▶ [Your assignment]: Reproduce the records exactly, beginning with their first line and ending with the line that contains "formatted like [212,261].", and output nothing more.
§
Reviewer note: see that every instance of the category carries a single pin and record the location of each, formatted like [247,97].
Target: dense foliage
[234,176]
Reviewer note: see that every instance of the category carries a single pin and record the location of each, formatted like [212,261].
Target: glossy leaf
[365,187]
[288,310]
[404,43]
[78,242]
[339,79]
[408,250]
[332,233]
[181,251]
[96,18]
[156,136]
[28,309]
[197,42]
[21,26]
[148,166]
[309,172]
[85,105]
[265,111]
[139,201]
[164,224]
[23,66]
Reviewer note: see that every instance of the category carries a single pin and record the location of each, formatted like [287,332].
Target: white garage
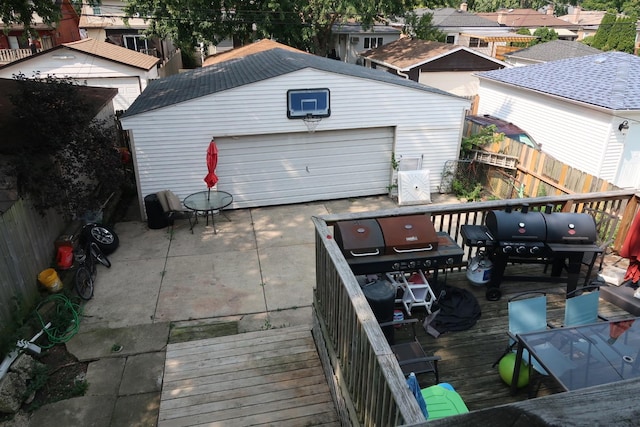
[286,168]
[129,88]
[266,155]
[93,63]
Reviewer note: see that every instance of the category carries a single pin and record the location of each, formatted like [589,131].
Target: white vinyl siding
[574,135]
[170,143]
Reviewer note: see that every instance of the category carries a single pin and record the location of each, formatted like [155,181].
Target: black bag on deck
[457,310]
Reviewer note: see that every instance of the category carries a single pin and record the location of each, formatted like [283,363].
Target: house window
[372,42]
[135,42]
[476,42]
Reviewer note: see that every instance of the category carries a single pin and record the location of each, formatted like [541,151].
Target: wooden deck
[468,356]
[274,377]
[271,377]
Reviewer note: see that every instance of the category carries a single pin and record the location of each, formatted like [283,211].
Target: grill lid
[409,233]
[516,226]
[570,228]
[359,238]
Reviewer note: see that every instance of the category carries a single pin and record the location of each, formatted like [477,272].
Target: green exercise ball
[505,368]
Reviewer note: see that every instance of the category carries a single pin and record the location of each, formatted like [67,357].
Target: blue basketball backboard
[303,103]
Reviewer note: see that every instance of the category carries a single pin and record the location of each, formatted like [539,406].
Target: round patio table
[210,202]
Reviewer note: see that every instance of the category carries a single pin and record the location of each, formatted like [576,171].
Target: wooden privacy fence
[26,248]
[540,174]
[362,372]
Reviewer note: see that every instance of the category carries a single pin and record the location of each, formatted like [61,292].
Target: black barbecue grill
[557,238]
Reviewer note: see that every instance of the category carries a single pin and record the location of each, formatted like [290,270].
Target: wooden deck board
[266,377]
[274,377]
[468,356]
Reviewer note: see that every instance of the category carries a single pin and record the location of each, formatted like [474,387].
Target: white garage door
[262,170]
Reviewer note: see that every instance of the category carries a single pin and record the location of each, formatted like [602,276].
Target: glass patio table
[584,356]
[209,202]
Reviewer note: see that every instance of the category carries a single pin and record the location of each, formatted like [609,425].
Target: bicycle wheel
[84,283]
[104,236]
[99,255]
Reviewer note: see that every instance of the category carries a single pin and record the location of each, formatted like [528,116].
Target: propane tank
[479,269]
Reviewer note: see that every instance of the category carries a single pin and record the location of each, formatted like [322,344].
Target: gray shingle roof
[554,50]
[608,79]
[251,69]
[450,17]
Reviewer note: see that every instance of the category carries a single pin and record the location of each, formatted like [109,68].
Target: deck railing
[10,55]
[366,380]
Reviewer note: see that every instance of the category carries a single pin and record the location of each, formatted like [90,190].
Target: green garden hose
[65,319]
§
▶ [Result of this task]:
Reviewer note: see that every instance of the category carries a single pin and record the location of each, formatted like [247,97].
Target: dense foliage
[234,176]
Reviewer note: see that every instance of the category carries a single pin and record the location of each, formatted like [212,261].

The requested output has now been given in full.